How to complete this task →
Pick up the post below on Paul Ryan's spending "cuts" and continue it from its last sentence.

Saturday, August 18, 2012

On Those Ryan Spending “Cuts”

Paul Krugman mocks the idea that Paul Ryan is a fiscal hawk by evaluating what his policy proposals mean for the next decade:
So if we look at the actual policy proposals, they look like this: Spending cuts: $1.7 trillion Tax cuts: $4.3 trillion This is, then, a plan that would increase the deficit by around $2.6 trillion.
But would Romney-Ryan really reduce the size of government at all. Paul?
approximately $800 billion comes from converting Medicaid into a block grant that grows only with population and overall inflation – a big cut compared with projections that take into account rising health-care costs and an aging population (since the elderly and disabled account for most Medicaid expenses). Another $130 billion comes from doing something similar to food stamps. Then there are odds and ends – Pell grants, job training. Be generous and call all of this $1 trillion in specified cuts. On top of this we should add the $700 billion in Medicare cuts that Ryan denounces in Obamacare but nonetheless incorporates into his own plan.

Extracted material →
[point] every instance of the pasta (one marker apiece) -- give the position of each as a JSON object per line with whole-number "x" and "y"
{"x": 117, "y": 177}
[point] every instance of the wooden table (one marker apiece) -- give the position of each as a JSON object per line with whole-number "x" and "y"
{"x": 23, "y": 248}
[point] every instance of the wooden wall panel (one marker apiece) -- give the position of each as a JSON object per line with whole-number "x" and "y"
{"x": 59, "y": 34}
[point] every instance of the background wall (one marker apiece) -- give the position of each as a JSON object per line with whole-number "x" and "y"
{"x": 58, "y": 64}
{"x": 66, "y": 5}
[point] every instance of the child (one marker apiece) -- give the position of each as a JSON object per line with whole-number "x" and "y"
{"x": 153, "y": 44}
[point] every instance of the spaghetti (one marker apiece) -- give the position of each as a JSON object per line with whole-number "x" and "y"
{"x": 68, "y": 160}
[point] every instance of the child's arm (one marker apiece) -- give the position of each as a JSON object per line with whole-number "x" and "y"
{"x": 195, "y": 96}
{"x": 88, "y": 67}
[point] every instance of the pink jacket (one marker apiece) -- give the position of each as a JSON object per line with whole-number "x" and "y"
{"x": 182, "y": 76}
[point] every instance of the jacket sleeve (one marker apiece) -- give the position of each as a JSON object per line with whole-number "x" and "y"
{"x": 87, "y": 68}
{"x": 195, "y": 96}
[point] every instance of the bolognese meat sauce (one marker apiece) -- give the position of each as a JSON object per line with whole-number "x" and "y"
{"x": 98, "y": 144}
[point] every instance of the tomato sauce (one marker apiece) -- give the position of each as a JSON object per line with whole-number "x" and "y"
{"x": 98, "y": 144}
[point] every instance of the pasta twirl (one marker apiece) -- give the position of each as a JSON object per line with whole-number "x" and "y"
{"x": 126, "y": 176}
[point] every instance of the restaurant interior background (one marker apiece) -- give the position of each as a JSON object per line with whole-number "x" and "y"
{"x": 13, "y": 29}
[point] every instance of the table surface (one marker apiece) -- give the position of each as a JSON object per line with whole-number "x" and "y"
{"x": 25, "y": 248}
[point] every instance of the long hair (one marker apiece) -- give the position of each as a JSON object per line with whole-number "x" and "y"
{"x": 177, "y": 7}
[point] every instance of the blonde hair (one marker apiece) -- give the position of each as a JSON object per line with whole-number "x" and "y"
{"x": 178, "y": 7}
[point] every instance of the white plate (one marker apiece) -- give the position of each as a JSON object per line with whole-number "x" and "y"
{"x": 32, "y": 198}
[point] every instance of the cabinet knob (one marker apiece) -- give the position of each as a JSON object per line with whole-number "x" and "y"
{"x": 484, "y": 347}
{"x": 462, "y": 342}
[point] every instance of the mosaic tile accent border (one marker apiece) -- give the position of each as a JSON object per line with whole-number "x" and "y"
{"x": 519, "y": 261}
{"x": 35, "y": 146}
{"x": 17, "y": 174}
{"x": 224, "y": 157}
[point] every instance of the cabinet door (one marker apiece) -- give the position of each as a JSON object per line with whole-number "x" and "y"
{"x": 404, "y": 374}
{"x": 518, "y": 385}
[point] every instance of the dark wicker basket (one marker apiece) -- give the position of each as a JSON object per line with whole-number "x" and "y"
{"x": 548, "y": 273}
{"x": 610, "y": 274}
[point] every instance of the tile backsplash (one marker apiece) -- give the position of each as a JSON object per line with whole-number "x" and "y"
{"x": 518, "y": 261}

Reply to the task →
Romney is now saying that these Obama-Ryan proposed reductions in Medicare will not happen if he is President. OK! Barkley had this to say about the Medicaid proposal:
the part of the Ryan plans that is most potentially destructive both fiscally and economically, which I do not see repudiated by the Romney version, even if it is less clearly stated, is neither of the above, is what it/they do to Medicaid. This is to fix the amount sent to the states and then send it to the states as a block grant.
As I noted:
The numerical importance of this is right there in the document Ryan instructed CBO to produce. CBO predicts by 2050 under the current system that Federal spending for Medicaid and CHIP will be 4.25% of GDP. Ryan's budget would reduce this to 1% of GDP. Will the states pick up the 3.25% of GDP difference? If so, it would have to be with increases in what are traditionally regressive taxes.
Romney-Ryan are not proposing to reduce the long-term tax burden at all. They are just deferring it either to state governments or the future.